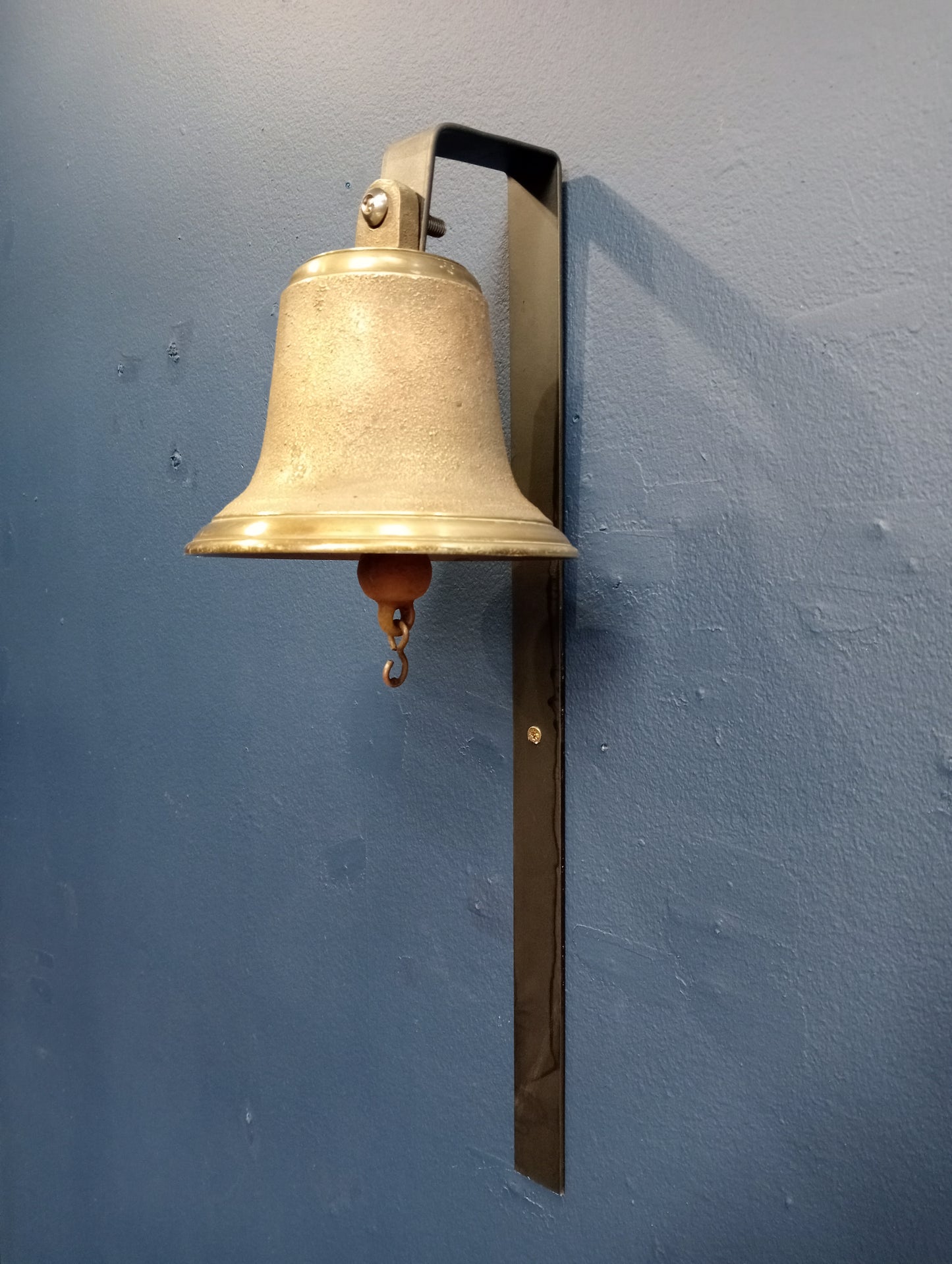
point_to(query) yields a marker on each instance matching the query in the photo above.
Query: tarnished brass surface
(383, 430)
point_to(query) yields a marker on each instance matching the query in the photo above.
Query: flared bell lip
(349, 535)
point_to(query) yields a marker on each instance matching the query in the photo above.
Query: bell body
(383, 430)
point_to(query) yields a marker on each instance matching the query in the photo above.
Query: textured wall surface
(256, 975)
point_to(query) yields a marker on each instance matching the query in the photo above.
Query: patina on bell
(383, 439)
(383, 431)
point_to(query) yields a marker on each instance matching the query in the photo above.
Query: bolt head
(374, 206)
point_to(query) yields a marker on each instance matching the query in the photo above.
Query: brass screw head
(374, 206)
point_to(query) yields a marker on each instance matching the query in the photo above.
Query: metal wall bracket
(538, 650)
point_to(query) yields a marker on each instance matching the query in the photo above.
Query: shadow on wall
(719, 595)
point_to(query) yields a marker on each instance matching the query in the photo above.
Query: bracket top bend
(411, 162)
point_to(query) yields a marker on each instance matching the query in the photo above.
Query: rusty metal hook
(399, 644)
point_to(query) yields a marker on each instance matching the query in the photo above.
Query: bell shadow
(785, 774)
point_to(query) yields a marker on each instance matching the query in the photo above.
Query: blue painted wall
(256, 970)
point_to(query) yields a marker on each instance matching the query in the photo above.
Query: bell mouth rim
(349, 535)
(362, 261)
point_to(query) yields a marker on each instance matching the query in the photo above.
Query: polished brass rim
(348, 535)
(364, 261)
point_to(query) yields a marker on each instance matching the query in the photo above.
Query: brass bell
(383, 433)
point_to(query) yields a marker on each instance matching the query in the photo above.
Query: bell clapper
(395, 582)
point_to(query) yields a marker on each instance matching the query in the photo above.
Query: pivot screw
(374, 206)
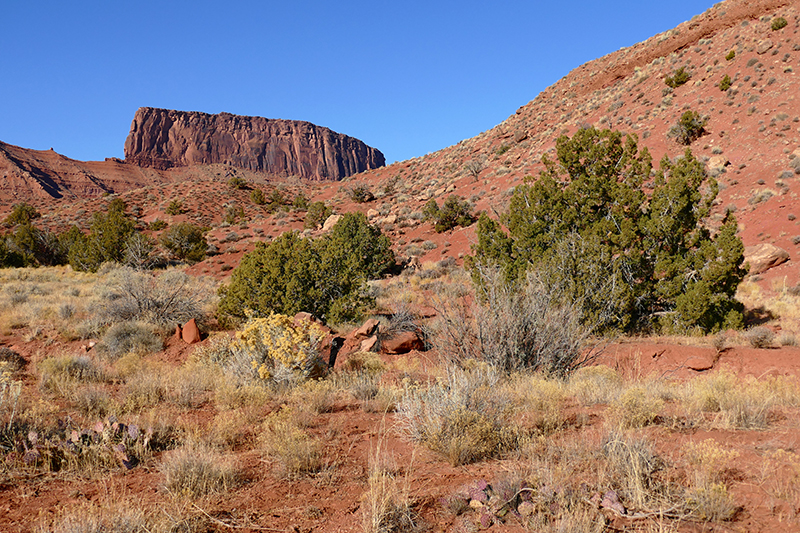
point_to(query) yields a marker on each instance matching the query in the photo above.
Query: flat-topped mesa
(163, 138)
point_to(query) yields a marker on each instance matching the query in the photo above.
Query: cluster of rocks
(371, 336)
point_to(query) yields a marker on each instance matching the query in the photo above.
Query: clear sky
(407, 77)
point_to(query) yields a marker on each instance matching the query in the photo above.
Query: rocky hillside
(162, 138)
(751, 144)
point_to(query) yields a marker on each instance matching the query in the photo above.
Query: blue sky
(405, 77)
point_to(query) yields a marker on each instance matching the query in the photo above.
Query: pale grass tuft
(635, 408)
(540, 401)
(632, 466)
(296, 451)
(708, 497)
(317, 395)
(195, 470)
(736, 402)
(466, 416)
(386, 507)
(595, 384)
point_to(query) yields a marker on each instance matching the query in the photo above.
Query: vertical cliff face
(162, 138)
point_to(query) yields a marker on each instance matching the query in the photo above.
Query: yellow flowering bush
(278, 349)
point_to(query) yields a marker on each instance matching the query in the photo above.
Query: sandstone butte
━━━━━━━━━━
• _WHAT YOU SHOULD DO_
Without including any pictures, return every line of the records exactly.

• _THE ANSWER_
point_to(query) yields a marker on each instance matching the query in the photo above.
Query: tarnished brass surface
(383, 430)
point_to(query) yields a marker on each instance matching the query in the photo above.
Query: flared bell lip
(349, 535)
point_to(query) yields a marker on each instance matching the query in the photo above.
Query: bell body
(383, 430)
point_to(query) yields a marker on each instance matching the query in the photo above.
Query: textured wall surface
(256, 975)
point_to(query) yields a marker on each instance matching the query in the photo above.
Query: patina on bell
(383, 439)
(383, 431)
point_to(query) yields a marker on each instance matching the query in the photo above.
Query: bolt head
(374, 206)
point_to(query) yields a marker on each instance matching the query in the photo above.
Query: brass screw head
(374, 206)
point_to(query) yields a marker on each instance matching the query in the photo above.
Query: metal wall bracket
(538, 650)
point_to(query) yields a marker on each instance matching the query in the photo above.
Query: shadow on wall
(719, 595)
point_to(query) yields a marker on each instance matching the query in the photo above.
Query: bracket top bend
(411, 162)
point_to(query) yields a marker on each instance matching the query in the photo above.
Query: rusty metal hook
(399, 644)
point_to(query) yields a marker on each instance matching the query in the photo above.
Query: bell shadow
(785, 774)
point_to(query) yields a marker on each instance matching the query in the photo above.
Query: blue painted wall
(256, 970)
point_to(query) yields a marker on each instance matching the query in the photo above.
Query: bell mouth rim
(349, 535)
(362, 261)
point_to(query) yields a marker on each instance matching the query in the photo above.
Query: polished brass rim
(348, 535)
(364, 261)
point_to(query) yields a marker on each instance matching the query in the photo above.
Query: brass bell
(383, 433)
point_to(query) yields a marker on each instance matching the query in the photo above.
Query: bell clapper
(395, 582)
point_to(query) yields a marker on each instance matching the query in the photo above.
Query: pivot screw
(374, 206)
point_to(query) yields a marker on each instance matching the query in the photo above.
Query: flat-topped mesa
(163, 138)
point_to(query) yields a marker on each instance matching the query in the photo above.
Query: cluster of rocks
(371, 336)
point_to(query) yields a marker on each instance matching the query in the photo above.
Query: clear sky
(407, 77)
point_to(query) yields a marker on each instance matching the query in the photo above.
Query: rocky hillside
(162, 138)
(751, 144)
point_to(query) yields a marker on each instance matching the query in the photo above.
Query: blue sky
(405, 77)
point_to(query) yields a marker on each instance matching the query in the photo above.
Query: pale grass tuft
(635, 408)
(540, 401)
(632, 466)
(296, 451)
(708, 497)
(317, 395)
(195, 470)
(736, 402)
(466, 416)
(386, 507)
(595, 384)
point_to(query) yields a marker on each instance matching the query in the photo above.
Query: vertical cliff face
(162, 138)
point_to(query) yields a marker on each instance matching the query in the photo above.
Query: yellow flowering bush
(278, 349)
point_to(query) yields a marker on each instance matching the query in the photo above.
Query: sandstone butte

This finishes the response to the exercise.